## WRITTEN TASK
Reproduce the items below, starting at the line containing "Outline metal vent panel with a bounding box." and ending at the line containing "[576,109,680,303]", with both of those lines included.

## RAW RECORDS
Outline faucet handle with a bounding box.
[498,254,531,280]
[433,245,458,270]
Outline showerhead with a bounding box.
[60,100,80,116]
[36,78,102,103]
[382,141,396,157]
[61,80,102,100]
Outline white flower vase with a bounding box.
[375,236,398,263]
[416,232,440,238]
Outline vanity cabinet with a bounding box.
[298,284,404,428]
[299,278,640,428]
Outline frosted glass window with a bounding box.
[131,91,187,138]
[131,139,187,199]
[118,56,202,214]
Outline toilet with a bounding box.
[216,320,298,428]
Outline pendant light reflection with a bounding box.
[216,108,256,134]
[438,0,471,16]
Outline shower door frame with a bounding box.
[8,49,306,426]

--

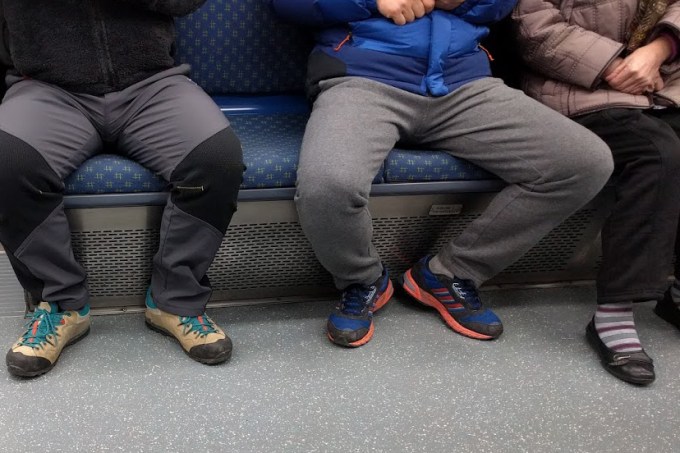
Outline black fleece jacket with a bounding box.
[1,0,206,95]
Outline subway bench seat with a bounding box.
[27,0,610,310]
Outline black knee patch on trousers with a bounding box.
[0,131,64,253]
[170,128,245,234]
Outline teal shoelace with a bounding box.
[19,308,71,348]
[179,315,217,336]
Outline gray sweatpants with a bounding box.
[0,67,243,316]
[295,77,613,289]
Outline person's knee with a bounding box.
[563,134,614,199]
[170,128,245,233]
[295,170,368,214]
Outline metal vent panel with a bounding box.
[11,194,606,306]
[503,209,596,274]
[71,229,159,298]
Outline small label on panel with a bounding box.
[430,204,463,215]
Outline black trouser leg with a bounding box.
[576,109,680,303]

...

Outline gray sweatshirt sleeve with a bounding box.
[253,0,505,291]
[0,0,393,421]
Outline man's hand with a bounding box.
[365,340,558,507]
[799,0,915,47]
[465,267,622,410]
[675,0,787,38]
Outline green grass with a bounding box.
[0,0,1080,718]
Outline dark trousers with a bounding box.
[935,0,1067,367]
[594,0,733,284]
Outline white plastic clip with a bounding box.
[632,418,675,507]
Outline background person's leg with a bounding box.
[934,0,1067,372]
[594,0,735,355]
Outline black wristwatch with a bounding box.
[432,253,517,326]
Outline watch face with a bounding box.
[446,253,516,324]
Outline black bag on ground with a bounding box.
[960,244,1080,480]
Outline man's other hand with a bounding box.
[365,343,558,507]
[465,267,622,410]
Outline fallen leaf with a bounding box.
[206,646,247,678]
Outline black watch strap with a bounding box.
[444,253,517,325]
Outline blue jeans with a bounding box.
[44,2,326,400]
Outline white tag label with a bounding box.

## PROBLEM SOLUTION
Outline metal vent panel with a bounding box.
[11,194,606,306]
[503,209,596,274]
[71,229,159,298]
Outline small label on panel with a bounding box.
[430,204,463,215]
Outline black trouser leg with a bounding box.
[576,109,680,303]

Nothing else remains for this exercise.